**Given instruction:**
Give back exactly the lines that run from the line containing "of the camouflage" through the end of the listing below. Leave out every other line.

★ ★ ★ ★ ★

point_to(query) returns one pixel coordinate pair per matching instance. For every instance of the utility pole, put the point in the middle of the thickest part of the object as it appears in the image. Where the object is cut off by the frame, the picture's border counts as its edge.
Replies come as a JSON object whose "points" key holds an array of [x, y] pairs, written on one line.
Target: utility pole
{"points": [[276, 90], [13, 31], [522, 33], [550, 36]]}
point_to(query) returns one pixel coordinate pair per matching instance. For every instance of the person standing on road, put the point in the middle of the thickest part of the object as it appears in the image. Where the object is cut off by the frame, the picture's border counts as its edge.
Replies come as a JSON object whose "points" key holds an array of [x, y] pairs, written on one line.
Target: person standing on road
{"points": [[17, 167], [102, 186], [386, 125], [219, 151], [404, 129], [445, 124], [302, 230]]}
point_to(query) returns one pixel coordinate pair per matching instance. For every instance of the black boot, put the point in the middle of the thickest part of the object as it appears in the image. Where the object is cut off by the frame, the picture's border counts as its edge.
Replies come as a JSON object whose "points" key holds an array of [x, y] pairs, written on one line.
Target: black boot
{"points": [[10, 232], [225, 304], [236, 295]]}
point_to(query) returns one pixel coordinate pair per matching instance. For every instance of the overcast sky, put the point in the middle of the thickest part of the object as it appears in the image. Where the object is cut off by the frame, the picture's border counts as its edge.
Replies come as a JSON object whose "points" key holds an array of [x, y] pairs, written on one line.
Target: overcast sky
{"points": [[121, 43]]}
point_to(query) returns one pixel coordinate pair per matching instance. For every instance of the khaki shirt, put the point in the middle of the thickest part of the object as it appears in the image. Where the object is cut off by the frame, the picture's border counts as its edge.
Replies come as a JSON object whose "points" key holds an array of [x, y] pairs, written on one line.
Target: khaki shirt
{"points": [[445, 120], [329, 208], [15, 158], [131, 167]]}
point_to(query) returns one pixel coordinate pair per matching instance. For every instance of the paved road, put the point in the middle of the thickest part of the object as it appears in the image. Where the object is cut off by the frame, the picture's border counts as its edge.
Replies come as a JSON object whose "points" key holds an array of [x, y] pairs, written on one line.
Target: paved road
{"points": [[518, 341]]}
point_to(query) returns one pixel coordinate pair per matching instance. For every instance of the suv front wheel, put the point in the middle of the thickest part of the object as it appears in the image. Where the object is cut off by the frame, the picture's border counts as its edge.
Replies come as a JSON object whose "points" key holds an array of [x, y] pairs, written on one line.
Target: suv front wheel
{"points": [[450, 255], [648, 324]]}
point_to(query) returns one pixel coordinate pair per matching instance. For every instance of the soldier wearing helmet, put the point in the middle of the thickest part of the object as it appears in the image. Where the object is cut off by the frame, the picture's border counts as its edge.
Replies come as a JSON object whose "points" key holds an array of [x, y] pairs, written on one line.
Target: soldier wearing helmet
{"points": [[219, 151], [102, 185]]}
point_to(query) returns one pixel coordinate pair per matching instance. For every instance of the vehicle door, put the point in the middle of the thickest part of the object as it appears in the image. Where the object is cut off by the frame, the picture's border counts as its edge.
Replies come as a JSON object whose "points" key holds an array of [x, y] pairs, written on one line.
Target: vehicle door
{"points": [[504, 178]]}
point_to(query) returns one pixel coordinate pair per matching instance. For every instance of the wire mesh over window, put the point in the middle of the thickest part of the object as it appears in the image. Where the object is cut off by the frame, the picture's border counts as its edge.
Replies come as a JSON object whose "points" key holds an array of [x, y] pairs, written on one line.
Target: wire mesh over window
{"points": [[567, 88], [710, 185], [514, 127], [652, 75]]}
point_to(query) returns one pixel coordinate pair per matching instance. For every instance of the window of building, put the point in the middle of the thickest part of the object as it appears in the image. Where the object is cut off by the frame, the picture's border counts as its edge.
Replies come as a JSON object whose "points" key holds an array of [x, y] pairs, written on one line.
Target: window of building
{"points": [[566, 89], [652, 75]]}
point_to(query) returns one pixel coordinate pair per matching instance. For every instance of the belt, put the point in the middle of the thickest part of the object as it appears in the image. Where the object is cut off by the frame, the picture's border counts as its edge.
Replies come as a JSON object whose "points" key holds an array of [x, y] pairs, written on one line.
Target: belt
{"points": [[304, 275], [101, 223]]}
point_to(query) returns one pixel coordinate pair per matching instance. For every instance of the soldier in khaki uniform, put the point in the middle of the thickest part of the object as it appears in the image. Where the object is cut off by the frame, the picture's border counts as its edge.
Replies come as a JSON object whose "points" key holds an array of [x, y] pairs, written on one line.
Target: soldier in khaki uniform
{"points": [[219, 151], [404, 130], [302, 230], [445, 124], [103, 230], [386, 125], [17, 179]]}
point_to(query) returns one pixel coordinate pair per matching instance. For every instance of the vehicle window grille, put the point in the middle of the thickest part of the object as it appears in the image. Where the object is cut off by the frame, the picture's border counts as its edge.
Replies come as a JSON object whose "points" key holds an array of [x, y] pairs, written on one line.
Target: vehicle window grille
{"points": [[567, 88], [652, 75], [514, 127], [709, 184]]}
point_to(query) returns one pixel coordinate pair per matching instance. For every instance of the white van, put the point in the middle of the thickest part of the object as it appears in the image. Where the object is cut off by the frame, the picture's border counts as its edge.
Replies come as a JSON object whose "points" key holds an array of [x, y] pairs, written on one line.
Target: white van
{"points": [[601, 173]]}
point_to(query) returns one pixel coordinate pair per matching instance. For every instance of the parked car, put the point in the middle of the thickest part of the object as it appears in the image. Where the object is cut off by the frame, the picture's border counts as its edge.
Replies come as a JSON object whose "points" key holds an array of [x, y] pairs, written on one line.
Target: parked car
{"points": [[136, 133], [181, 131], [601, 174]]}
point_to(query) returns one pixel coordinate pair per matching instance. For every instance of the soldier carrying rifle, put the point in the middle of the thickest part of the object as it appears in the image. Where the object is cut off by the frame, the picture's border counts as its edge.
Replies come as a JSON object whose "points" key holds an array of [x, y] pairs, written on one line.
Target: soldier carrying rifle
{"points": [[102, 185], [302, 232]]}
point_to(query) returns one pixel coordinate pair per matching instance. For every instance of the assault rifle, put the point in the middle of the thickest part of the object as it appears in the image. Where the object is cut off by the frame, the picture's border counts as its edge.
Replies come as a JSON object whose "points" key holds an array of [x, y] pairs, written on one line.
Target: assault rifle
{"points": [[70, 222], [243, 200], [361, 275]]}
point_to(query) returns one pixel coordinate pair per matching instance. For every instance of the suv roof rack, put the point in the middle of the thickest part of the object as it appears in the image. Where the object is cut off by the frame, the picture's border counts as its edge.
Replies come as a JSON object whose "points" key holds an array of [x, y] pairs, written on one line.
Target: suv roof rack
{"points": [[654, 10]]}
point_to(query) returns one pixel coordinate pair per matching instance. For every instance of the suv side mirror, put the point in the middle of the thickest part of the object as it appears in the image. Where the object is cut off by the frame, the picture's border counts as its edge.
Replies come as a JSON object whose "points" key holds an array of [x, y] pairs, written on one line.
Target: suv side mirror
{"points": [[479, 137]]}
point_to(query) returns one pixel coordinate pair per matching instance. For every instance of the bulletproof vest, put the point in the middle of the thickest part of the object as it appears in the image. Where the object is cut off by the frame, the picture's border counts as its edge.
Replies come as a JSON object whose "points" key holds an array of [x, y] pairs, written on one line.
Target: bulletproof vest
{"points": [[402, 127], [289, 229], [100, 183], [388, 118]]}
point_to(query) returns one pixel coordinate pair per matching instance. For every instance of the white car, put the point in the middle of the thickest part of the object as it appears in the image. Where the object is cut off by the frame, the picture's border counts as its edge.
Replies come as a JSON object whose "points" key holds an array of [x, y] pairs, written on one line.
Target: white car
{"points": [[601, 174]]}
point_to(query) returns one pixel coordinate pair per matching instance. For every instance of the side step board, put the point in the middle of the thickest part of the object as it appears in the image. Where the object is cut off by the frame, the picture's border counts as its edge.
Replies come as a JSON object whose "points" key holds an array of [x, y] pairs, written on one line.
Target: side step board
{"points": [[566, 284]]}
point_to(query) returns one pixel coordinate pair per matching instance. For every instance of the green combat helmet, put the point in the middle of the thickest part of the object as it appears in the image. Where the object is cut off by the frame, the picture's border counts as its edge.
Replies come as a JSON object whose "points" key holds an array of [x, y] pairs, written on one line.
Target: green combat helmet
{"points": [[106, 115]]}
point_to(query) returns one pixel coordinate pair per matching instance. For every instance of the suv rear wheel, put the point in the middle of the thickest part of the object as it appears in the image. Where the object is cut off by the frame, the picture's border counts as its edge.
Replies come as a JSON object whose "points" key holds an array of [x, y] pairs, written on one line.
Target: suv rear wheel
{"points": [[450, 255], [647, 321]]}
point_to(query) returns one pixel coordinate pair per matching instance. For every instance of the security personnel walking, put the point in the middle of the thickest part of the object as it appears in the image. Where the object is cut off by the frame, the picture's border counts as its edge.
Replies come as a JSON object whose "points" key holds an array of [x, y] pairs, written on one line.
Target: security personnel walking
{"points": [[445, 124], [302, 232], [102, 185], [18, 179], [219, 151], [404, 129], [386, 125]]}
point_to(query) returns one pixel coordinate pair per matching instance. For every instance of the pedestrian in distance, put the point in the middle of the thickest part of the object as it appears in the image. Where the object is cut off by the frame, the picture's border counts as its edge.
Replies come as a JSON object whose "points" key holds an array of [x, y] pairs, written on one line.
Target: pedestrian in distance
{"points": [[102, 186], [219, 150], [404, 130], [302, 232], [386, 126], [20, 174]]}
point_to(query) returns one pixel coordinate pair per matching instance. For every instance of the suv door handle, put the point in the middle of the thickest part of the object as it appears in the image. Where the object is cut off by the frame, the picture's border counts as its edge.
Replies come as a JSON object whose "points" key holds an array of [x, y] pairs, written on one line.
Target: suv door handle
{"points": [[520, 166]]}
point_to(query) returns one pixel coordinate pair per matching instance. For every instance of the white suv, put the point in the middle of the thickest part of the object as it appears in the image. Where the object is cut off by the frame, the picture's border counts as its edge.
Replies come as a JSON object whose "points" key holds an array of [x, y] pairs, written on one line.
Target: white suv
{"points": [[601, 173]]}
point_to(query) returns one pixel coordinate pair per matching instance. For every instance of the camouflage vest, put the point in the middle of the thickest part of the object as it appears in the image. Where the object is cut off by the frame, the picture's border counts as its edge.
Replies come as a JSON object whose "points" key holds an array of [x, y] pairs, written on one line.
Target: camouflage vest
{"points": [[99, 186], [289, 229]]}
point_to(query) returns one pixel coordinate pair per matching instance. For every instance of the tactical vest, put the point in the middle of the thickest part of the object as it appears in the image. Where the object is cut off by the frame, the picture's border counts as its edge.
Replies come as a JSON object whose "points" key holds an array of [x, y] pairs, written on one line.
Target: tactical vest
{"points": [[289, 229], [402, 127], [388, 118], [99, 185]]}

★ ★ ★ ★ ★

**Task output:**
point_to(query) returns one pixel coordinate pair per matching instance. For every instance of the camouflage vest, put the point in the middle of the thickest part of the object as it appears in the image. Where the object is cut off by the frame, the picture's border counts as its edge.
Replies come as a JSON object whose "points" key holds an array of [x, y] pairs, written on one line.
Target: camouflage vest
{"points": [[99, 186], [289, 229]]}
point_to(query) returns one pixel coordinate pair per matching instance. For every instance of the tactical vest, put the point in the middle of the thickest part of the object as it appears in the image. Where the object is cut off by the frame, the picture's border counts as its edge.
Replies come as a JSON object whose "points" key holds an array of [x, y] pairs, written on one line.
Target: tactical vest
{"points": [[289, 229], [402, 127], [388, 118], [99, 185]]}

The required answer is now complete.